Excerpt provided:
──────

No, I didn’t eat them, though I thought about it. Instead, I hopped onto the Web to find out what I had. It could have been any of half a dozen varieties, none especially poisonous, but I chose to let them be and perhaps prosper and multiply. You see, mushrooms are a gift from Earth, tiny gems of nutrition that fit into none of the USDA categories of dairy, grains and greens, but transcending them all in the bounty of health benefits they bring. Did you know a single portabella has 20 percent more potassium than a banana and as much protein as a burger (with none of the fat)? All mushrooms are loaded with cell-strengthening vitamin B and with selenium, a great free-radical warrior that combats threats to the immune and thyroid systems.

──────

Required action:
Write what comes next in the passage about mushrooms, starting after its last sentence. The items that follow have no connection to the mushroom passage.

──────

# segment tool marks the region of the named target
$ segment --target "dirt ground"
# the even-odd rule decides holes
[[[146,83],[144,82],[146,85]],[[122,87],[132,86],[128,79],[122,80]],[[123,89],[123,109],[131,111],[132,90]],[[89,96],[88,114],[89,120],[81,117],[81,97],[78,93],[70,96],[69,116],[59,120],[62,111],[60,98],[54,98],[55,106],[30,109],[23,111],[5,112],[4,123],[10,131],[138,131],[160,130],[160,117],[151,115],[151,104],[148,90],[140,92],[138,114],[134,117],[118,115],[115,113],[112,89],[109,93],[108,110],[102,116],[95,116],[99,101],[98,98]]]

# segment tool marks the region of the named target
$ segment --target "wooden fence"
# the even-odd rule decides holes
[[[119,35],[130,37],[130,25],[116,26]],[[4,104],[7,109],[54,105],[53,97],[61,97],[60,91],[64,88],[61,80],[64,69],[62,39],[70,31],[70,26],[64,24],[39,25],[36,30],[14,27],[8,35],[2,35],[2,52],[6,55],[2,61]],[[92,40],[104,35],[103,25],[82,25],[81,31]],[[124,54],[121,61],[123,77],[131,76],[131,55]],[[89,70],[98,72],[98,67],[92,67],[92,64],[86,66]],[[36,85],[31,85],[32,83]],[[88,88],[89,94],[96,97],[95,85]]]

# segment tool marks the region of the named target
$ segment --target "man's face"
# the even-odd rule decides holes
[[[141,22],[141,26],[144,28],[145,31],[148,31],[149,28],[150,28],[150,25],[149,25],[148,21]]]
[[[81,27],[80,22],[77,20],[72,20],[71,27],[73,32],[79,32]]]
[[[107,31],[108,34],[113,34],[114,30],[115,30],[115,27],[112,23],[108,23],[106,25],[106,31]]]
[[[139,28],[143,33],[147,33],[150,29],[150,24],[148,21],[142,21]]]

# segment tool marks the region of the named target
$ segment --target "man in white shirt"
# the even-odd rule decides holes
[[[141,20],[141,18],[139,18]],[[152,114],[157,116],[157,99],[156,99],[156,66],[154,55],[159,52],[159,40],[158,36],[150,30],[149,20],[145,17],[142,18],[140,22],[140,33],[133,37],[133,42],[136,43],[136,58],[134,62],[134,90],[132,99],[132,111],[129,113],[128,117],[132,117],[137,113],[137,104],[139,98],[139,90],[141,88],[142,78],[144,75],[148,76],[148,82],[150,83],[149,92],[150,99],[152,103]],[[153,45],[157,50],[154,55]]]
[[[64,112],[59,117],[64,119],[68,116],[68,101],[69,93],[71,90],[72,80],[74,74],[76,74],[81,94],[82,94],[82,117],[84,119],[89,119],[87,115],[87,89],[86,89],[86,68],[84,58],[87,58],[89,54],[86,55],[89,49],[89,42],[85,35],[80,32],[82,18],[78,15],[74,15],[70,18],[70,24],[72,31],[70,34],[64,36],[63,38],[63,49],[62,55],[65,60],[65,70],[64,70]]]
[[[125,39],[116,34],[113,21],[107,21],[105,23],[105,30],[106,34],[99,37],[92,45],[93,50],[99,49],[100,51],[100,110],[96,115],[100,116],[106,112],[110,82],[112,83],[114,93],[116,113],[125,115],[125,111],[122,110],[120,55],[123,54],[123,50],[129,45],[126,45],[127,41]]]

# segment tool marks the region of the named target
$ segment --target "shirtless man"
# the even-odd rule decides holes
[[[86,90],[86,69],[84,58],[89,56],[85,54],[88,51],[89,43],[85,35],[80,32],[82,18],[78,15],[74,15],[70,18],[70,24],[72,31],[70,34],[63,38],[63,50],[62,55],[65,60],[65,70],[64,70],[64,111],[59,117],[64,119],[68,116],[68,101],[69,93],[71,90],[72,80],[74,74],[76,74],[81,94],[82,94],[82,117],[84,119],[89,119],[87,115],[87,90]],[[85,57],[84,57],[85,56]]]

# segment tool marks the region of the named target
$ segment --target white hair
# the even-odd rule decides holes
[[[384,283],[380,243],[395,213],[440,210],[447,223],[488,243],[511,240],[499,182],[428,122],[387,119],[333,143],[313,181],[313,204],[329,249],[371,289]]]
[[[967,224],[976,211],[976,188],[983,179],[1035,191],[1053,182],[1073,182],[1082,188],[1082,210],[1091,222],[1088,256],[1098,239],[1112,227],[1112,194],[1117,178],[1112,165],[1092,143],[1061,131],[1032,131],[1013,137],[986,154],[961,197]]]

──────

Solved exercise:
In Asia, mushroom decoctions have been used for centuries to treat everything from colds and indigestion to heart disease, but recently science began to study fungi seriously. At the City Of Hope, studies on lab rats established that white mushrooms, the kind we usually stuff, inhibited the growth of breast-cancer producing hormones and was two or three times as effective as any other natural preventative. For men, mushrooms became important in 1996 when shitake extract was given to skin cancer patients to see if it had any effect. None on skin cancer, but it seemed to contribute to a 60 percent decline in prostate cancer. A study tracking 32,000 men began in 1998 and related tests are promising. At New York Medical College, researchers discovered last year that mushroom extract kills prostate cancer cells in the test tube.

Whatever science tells us, we can safely say that mushrooms are good and almost certainly good for you. With Earth Day coming soon and, with it, reverence for all things that grow from its soil or perfume our air or swim in the depths of its waters, why not sample some of Nature’s most generous gifts with the symbol of Her soil-more mushrooms.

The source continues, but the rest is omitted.